● **Instruction**: Copy out the lines of the data below word for word, beginning with the line that contains "for golfer's shoulder" and continuing through the end of the data. Leave the pictures out of your answer.

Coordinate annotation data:
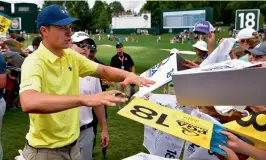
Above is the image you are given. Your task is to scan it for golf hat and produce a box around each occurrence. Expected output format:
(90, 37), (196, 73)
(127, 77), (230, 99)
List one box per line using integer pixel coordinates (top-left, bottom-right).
(192, 40), (208, 51)
(236, 28), (258, 41)
(90, 44), (97, 53)
(71, 32), (90, 43)
(170, 48), (179, 54)
(193, 21), (215, 34)
(115, 42), (123, 48)
(37, 5), (78, 28)
(248, 42), (266, 55)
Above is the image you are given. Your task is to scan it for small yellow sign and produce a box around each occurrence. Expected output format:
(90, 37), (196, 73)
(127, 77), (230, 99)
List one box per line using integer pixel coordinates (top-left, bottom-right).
(0, 14), (11, 35)
(118, 98), (213, 150)
(118, 98), (266, 155)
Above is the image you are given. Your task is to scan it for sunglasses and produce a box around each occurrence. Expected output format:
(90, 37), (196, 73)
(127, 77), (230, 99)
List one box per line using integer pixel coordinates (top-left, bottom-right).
(75, 43), (90, 48)
(251, 54), (265, 59)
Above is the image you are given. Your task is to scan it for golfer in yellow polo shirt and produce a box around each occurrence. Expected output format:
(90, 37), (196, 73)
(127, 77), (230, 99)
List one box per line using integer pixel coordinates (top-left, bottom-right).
(20, 5), (154, 160)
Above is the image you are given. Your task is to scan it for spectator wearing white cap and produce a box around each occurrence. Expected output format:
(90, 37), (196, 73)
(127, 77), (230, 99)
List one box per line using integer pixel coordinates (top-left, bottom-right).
(163, 48), (179, 95)
(192, 40), (208, 64)
(248, 42), (266, 63)
(236, 28), (260, 50)
(71, 32), (109, 160)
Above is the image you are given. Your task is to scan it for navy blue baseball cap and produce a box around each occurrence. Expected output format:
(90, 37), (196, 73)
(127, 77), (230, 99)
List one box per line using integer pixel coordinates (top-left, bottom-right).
(37, 4), (78, 28)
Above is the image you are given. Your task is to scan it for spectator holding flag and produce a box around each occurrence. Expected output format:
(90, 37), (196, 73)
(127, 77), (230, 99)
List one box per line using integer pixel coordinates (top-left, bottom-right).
(20, 5), (154, 160)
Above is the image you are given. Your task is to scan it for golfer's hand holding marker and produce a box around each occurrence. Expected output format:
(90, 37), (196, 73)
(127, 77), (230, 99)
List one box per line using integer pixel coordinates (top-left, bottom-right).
(81, 73), (155, 107)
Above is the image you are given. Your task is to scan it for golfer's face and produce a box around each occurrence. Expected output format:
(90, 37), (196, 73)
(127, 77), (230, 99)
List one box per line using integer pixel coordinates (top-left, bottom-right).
(47, 25), (72, 49)
(116, 47), (123, 53)
(239, 40), (250, 50)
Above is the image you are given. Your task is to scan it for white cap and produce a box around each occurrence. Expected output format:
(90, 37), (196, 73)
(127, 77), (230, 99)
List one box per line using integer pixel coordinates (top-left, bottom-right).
(170, 48), (179, 54)
(193, 41), (208, 51)
(71, 32), (90, 43)
(236, 28), (258, 41)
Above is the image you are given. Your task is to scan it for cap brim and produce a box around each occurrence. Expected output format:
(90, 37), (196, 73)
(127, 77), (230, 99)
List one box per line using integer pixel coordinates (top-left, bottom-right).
(51, 17), (78, 26)
(72, 36), (90, 43)
(248, 49), (266, 55)
(192, 44), (208, 52)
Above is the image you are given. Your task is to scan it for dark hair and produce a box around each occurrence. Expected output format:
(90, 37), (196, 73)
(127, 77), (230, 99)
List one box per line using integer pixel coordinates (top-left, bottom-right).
(32, 36), (42, 46)
(16, 37), (25, 43)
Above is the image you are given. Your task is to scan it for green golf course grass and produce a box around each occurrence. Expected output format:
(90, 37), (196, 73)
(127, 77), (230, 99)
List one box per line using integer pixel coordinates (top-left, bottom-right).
(2, 27), (228, 160)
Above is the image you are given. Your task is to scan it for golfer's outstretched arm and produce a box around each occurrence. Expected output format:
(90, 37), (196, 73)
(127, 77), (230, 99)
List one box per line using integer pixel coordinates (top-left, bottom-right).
(93, 65), (155, 87)
(20, 90), (82, 113)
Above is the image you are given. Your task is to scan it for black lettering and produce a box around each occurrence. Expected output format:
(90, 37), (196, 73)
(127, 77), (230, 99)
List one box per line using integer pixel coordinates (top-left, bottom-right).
(176, 120), (187, 126)
(208, 150), (214, 156)
(190, 143), (200, 149)
(236, 111), (266, 132)
(130, 106), (158, 120)
(182, 127), (199, 136)
(164, 150), (176, 158)
(176, 120), (208, 136)
(156, 114), (169, 127)
(0, 25), (5, 32)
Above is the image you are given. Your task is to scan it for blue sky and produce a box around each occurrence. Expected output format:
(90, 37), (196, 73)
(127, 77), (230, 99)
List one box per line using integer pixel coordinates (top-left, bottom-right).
(1, 0), (146, 12)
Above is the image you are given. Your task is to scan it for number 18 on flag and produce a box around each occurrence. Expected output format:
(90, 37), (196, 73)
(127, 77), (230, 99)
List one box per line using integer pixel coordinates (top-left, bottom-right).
(235, 9), (260, 31)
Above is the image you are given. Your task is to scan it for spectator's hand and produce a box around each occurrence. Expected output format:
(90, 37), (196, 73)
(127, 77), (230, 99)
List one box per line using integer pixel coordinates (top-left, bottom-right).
(218, 38), (225, 45)
(80, 90), (128, 107)
(247, 106), (266, 113)
(207, 32), (215, 42)
(220, 131), (243, 153)
(102, 79), (110, 86)
(120, 73), (155, 87)
(183, 59), (200, 69)
(0, 40), (5, 47)
(219, 146), (239, 160)
(163, 88), (167, 94)
(101, 129), (110, 148)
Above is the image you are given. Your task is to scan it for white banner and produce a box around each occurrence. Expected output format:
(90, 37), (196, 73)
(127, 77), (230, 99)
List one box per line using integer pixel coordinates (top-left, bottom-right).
(183, 109), (221, 160)
(122, 152), (179, 160)
(200, 38), (235, 67)
(143, 94), (187, 159)
(173, 59), (265, 75)
(134, 54), (177, 97)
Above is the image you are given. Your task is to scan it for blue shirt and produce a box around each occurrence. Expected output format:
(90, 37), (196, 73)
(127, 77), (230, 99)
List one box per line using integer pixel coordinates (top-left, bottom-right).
(0, 52), (6, 98)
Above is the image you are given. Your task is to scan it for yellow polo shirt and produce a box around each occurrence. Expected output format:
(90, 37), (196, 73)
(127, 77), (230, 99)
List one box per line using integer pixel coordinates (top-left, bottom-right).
(20, 43), (98, 148)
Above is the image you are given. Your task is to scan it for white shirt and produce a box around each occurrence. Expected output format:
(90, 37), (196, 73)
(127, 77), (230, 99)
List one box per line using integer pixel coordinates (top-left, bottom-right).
(79, 76), (102, 127)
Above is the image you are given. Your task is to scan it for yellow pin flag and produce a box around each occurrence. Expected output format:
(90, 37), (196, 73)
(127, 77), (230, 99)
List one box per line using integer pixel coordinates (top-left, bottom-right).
(118, 98), (227, 151)
(118, 98), (266, 159)
(0, 13), (12, 35)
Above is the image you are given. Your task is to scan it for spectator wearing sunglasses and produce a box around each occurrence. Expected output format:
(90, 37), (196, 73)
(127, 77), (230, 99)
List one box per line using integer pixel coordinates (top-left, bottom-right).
(236, 28), (260, 50)
(71, 32), (109, 160)
(110, 42), (135, 108)
(248, 42), (266, 63)
(88, 44), (110, 150)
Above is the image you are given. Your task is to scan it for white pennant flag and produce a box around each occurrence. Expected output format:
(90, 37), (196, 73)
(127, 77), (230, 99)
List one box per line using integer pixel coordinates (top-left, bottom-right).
(134, 54), (177, 97)
(122, 152), (178, 160)
(183, 109), (221, 160)
(200, 38), (235, 67)
(143, 94), (185, 159)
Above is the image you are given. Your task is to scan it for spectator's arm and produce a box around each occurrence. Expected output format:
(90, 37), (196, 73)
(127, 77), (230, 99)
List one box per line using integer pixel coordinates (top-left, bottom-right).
(130, 66), (136, 73)
(207, 32), (215, 55)
(0, 53), (6, 89)
(129, 57), (135, 73)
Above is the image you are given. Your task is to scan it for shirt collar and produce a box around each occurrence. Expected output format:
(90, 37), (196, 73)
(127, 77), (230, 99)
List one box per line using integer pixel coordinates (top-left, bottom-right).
(37, 42), (69, 63)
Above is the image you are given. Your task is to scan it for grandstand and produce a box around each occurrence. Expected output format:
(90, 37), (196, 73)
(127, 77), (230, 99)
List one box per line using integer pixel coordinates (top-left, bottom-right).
(110, 12), (156, 34)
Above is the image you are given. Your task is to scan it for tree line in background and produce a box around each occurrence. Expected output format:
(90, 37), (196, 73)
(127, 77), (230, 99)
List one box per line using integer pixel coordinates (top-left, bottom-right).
(44, 0), (266, 31)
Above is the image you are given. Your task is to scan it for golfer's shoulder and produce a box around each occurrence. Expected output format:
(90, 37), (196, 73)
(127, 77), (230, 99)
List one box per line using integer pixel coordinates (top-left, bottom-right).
(23, 52), (42, 65)
(64, 48), (82, 60)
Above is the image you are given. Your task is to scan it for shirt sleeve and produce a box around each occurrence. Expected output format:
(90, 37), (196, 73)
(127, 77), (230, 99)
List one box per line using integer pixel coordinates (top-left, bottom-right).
(95, 78), (102, 93)
(0, 53), (6, 74)
(128, 56), (134, 67)
(110, 57), (115, 67)
(19, 56), (43, 94)
(76, 54), (99, 77)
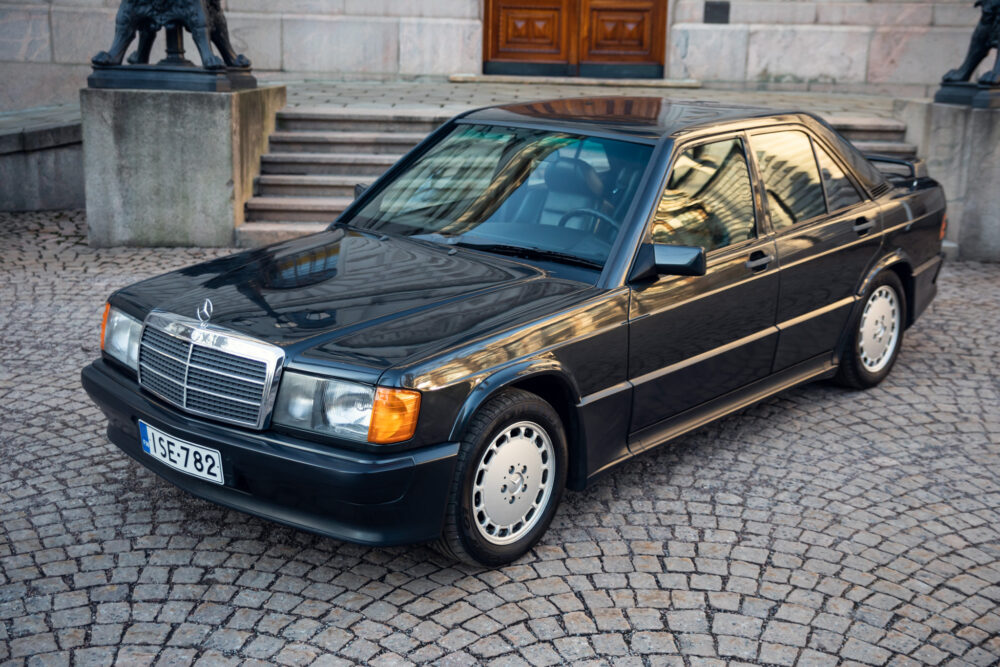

● **Solved problem**:
Above is the image you are given. Your task is to scan it for golfer's shoulder and produce a box around each occurrence. Expected output format:
(90, 37), (196, 73)
(127, 77), (230, 99)
List one box per line using integer pixel coordinates (top-left, bottom-right).
(23, 52), (42, 65)
(64, 48), (82, 60)
Above is the image you are given. Your task is to scan it for shirt sleeve and produce a box around each occurrence. Expected output format:
(90, 37), (196, 73)
(127, 77), (230, 99)
List one box per line using integer pixel coordinates (top-left, bottom-right).
(95, 78), (102, 93)
(0, 53), (6, 74)
(128, 56), (134, 67)
(110, 57), (115, 67)
(19, 56), (43, 94)
(76, 54), (99, 77)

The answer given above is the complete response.